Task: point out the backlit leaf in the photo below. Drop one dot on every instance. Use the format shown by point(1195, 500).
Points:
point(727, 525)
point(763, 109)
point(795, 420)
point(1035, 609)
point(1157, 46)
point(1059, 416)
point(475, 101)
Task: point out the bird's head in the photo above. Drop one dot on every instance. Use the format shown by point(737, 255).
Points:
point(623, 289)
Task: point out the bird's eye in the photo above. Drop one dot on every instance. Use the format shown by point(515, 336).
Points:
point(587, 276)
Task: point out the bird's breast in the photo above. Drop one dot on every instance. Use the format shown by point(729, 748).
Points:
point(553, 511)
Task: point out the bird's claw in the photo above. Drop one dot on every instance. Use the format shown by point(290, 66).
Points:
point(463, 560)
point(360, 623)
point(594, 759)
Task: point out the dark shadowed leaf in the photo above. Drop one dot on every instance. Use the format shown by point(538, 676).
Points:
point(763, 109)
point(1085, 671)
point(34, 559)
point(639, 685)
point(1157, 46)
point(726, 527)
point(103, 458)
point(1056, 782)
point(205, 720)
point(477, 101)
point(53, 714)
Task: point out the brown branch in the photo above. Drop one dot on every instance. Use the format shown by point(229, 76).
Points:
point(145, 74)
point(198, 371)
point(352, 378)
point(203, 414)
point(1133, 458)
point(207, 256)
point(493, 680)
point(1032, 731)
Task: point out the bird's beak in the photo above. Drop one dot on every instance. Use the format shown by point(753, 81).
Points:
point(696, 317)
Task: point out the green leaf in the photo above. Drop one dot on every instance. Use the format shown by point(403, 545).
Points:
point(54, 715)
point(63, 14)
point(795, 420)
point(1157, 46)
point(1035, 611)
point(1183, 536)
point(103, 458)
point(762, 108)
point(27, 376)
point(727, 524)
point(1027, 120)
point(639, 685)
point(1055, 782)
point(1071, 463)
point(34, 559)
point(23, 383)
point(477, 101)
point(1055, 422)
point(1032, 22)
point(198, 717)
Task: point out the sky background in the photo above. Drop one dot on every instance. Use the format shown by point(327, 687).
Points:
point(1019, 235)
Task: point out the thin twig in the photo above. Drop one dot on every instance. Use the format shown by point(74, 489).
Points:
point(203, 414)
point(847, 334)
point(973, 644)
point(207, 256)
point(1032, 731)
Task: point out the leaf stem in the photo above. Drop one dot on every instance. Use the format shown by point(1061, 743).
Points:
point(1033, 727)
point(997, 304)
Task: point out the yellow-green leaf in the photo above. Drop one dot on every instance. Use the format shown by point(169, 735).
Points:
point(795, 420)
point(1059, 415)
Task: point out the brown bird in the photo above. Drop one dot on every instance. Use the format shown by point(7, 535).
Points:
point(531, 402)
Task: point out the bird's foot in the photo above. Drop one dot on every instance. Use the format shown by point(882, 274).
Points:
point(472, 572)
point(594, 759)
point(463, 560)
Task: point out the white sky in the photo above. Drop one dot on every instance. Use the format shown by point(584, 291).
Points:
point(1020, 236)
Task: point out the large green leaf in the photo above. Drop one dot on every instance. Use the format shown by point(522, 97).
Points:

########

List the lines of the material in which the word "brown" occurs.

= Reply to the exercise =
Task: point out the brown branch in the photo above. Drop one dot on every instance. Use the format shown by point(229, 76).
Task: point out the brown bird in the photo above. Drop one dot on every instance. Use the format shown by point(7, 535).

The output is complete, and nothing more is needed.